THINGS TO DO:
1. Name each area of workplace engagement that, according to the passage on the right to disconnect, many organizations would need to review to comply with the proposed changes.
2. Continue the passage on the right to disconnect from the point where it ends.

PASSAGE TO READ:
---*---

The committee’s recommendations, if adopted, will have a profound influence on workplace regulations, productivity and our standard of living — rendering them perhaps more important in the longer term than the debate about industry-wide bargaining about the hit the floor of Parliament.

Why?

Chiefly because the Work and Care committee report recommends that the Fair Work Act, as well as other legislation, should be changed to enable workers to “enact a right to disconnect” from work.

It goes on to say that reforms should include “the right to enable and support productive work from home and flexibility of work; protect the right of workers to disconnect from their job outside of contracted hours and to enforce this right with their employer; place a positive duty on employers to reasonably accommodate the right wherever possible; and allow employees to appeal to the Fair Work Commission where the right is not being enacted by employers”,

These are not trivial reforms. 

If adopted at the federal level, these amendments would be some of the most important changes to the workplace landscape in decades, and many would argue, go some way to reducing worker stress, improve productivity, and help to remove the curse of wages theft in some industries.

Moreover, to comply with these changes, there would need to also be a fundamental review in many organisations of how they account for workplace engagement — from pay rates, to overtime, scheduling and even illness. In other words, the changes proposed will require significant improvements to systems governing workplace relations. That can only be a good thing because thousands of organisations continue to lack systems to comply with today’s rules, let alone the kinds of recommendations the Senate Committee has made.

The Committee on Work and Care’s recommendations are well overdue and come well after similar reforms in major European economies, including France, which has had laws in place for five years around this area. We need to take the lead of countries such as Germany and France, which are considering at the national legislative level to put into laws that employers will not be forced to be available for emails after work hours.

The role of technology in workplace relations

As crucial as they are, the recommendations from the committee should be seen as only the start of the reform needed in Australia’s workplace regulations with regard to the impact of technology.

---*---

SOURCE MATERIAL:

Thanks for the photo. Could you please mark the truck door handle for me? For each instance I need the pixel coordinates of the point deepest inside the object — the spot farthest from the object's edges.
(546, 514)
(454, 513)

---*---

EXPECTED RESULTS:
1.
- Pay rates
- Overtime
- Scheduling
- Illness

2.
We should also be pressing for an acceleration in other areas — including the reform discussed in a report from the federal Attorney-General’s department from April last year. This report looks into the future workplace awards compliance, an area I am deeply familiar with. 

The document, entitled, “A strategic report for the Attorney-General’s Department covering the future of awards compliance and regulatory technology” includes commentary around “drafting policy initiatives to support the uptake of regulatory technology” to “ensure the benefits of regulatory technology for businesses are realised”. 

Taken together with the Care and Work Committee’s proposals, the AG’s department’s report is a powerful pathway to reducing wage theft and restoring trust for the millions of Australians who rely on technology to get their jobs done and be appropriately paid. Unfortunately, it recommends these highly promising reforms be considered a medium-term (two to five years) initiative. I would argue they should be fast-forwarded if we are to take a truly comprehensive approach to regulatory workplace reform. 

Until we take a holistic approach to workplace reform, productivity, life/work balance, and wage growth, we will risk only achieving less than optimum outcomes and another decade of wage theft and worker-employer mistrust. The platform for reform is being laid by the Work and Care report, and possibly by the new legislation tabled in Parliament last week, but the opportunity is there for more fundamental change.

The question is, will we take it?

Grant Custance is the CEO of Melbourne-based software company nimbus.